Objective: Quote all of the data exactly as given. Skip every picture it contains.

*** Available data ***

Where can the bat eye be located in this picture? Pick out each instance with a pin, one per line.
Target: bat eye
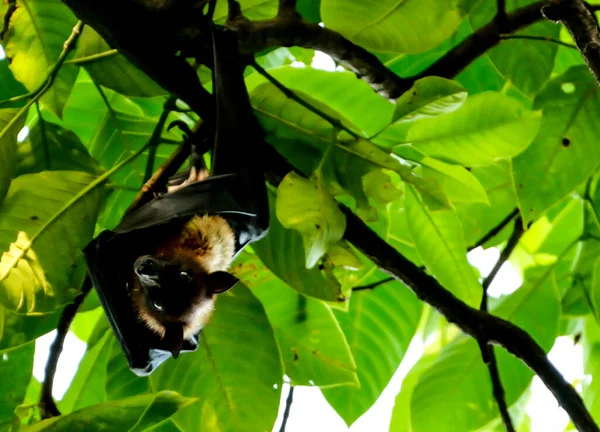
(185, 276)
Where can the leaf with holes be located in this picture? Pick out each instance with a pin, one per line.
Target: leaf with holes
(40, 212)
(112, 71)
(111, 133)
(312, 211)
(409, 26)
(313, 348)
(13, 385)
(463, 398)
(303, 137)
(429, 97)
(379, 327)
(565, 151)
(235, 372)
(137, 413)
(38, 30)
(289, 266)
(439, 239)
(487, 127)
(51, 147)
(11, 122)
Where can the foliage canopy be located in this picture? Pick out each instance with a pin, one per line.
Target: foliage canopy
(431, 172)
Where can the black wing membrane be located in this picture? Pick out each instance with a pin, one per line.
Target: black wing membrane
(235, 190)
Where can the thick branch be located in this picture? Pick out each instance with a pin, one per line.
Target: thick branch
(581, 22)
(478, 324)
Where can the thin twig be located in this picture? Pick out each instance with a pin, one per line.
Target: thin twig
(538, 38)
(293, 96)
(372, 285)
(288, 407)
(155, 138)
(487, 351)
(496, 230)
(580, 20)
(47, 405)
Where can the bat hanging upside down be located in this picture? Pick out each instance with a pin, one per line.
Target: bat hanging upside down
(174, 288)
(159, 271)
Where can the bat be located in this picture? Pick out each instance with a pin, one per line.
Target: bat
(158, 272)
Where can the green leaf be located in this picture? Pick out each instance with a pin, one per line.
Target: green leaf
(19, 361)
(111, 134)
(11, 122)
(311, 343)
(429, 97)
(290, 266)
(459, 184)
(303, 137)
(137, 413)
(487, 127)
(40, 212)
(87, 387)
(112, 71)
(39, 28)
(564, 153)
(379, 327)
(120, 382)
(16, 329)
(51, 147)
(388, 25)
(235, 373)
(478, 219)
(312, 211)
(439, 239)
(455, 393)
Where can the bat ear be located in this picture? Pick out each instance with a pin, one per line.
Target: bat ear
(174, 338)
(220, 281)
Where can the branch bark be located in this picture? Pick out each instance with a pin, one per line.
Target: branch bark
(581, 22)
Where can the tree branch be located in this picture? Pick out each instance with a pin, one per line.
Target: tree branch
(487, 351)
(478, 324)
(288, 407)
(581, 22)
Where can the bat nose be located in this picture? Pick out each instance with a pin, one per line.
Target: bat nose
(146, 266)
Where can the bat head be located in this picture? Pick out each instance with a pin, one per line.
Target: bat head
(175, 296)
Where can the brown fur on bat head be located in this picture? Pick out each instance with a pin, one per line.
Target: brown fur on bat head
(174, 296)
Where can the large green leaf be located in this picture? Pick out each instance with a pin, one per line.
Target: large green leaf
(478, 219)
(429, 97)
(112, 71)
(303, 137)
(440, 241)
(312, 211)
(379, 327)
(390, 25)
(525, 63)
(45, 220)
(311, 343)
(565, 151)
(16, 329)
(112, 128)
(87, 387)
(349, 100)
(455, 393)
(11, 122)
(19, 361)
(39, 28)
(487, 127)
(289, 266)
(236, 372)
(137, 413)
(51, 147)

***

Expected answer:
Where can the bat eye be located in this picture? Pick out each instance with a pin, one per line.
Target: bat eye
(185, 276)
Where can the leaf with holes be located in this picture? Pick out each instance with a pin, one per line.
Target: leaf with holes
(40, 212)
(112, 71)
(111, 133)
(312, 211)
(409, 26)
(313, 348)
(13, 385)
(463, 398)
(303, 137)
(429, 97)
(379, 327)
(565, 151)
(235, 372)
(137, 413)
(38, 30)
(289, 266)
(439, 239)
(487, 127)
(51, 147)
(11, 122)
Where can the foliage canopy be located in this picture? Pick out each instance with a pin, one per line.
Target: foliage canopy
(431, 172)
Where can the black wing membrane be located in this picture? Pick out each instance with a pin, one per line.
Target: black wing membrane
(235, 190)
Where can the thick branch be located in this picture? Pick out each instance with a pin, one per line.
Target: thick branch
(581, 22)
(478, 324)
Where can the thin twig be located in this picture? Pick out each instance with a pin, one per line.
Target: thin twig
(538, 38)
(293, 96)
(372, 285)
(288, 407)
(155, 138)
(487, 351)
(496, 230)
(580, 20)
(47, 405)
Where can the bat hanging upside down be located in this picture? Pick out each instance with a pin, one per line.
Target: bat hanging upside down
(174, 288)
(159, 271)
Where can the bat be located in this picture? Pick out each instance with a pin, one per line.
Target: bat
(158, 272)
Where can the green leaf be located in this picture? Pick out each instance with a pin, one per line.
Target: green leaf
(19, 361)
(111, 134)
(11, 122)
(311, 343)
(429, 97)
(290, 266)
(459, 184)
(303, 137)
(137, 413)
(487, 127)
(40, 212)
(87, 387)
(112, 71)
(39, 28)
(564, 153)
(379, 327)
(120, 382)
(16, 329)
(51, 147)
(388, 25)
(235, 373)
(478, 219)
(312, 211)
(439, 239)
(455, 393)
Where can the bat ear be located in this picture? Pick out each instance with a pin, one per line.
Target: bat ear
(174, 338)
(220, 281)
Where can the branch bark be located in this picture? Pick out each instance with a pin, one per line.
Target: branch bark
(581, 22)
Where can the tree branch be located in this picture? Pick out each instance with a pin, one per line.
Target: tree branch
(487, 351)
(478, 324)
(288, 407)
(581, 22)
Where can the bat nose be located in this picture? Pick out each instance with a pin, one per line.
Target: bat nose
(146, 266)
Where can the bat head be located in this picture? Pick out each instance with a pin, one per line.
Target: bat head
(175, 296)
Where can the brown fur on bat head be located in this picture? Pick out each instance with a pin, one per line.
Target: brown fur on bat head
(174, 296)
Where can the large green leaf be located in this picture? Pick out each instance with a pin, one per line.
Target: large green leaf
(478, 219)
(429, 97)
(112, 71)
(303, 137)
(440, 241)
(312, 211)
(379, 327)
(390, 25)
(525, 63)
(45, 220)
(311, 343)
(565, 151)
(16, 329)
(112, 128)
(87, 387)
(349, 100)
(455, 393)
(11, 122)
(19, 361)
(39, 28)
(487, 127)
(289, 266)
(236, 372)
(137, 413)
(51, 147)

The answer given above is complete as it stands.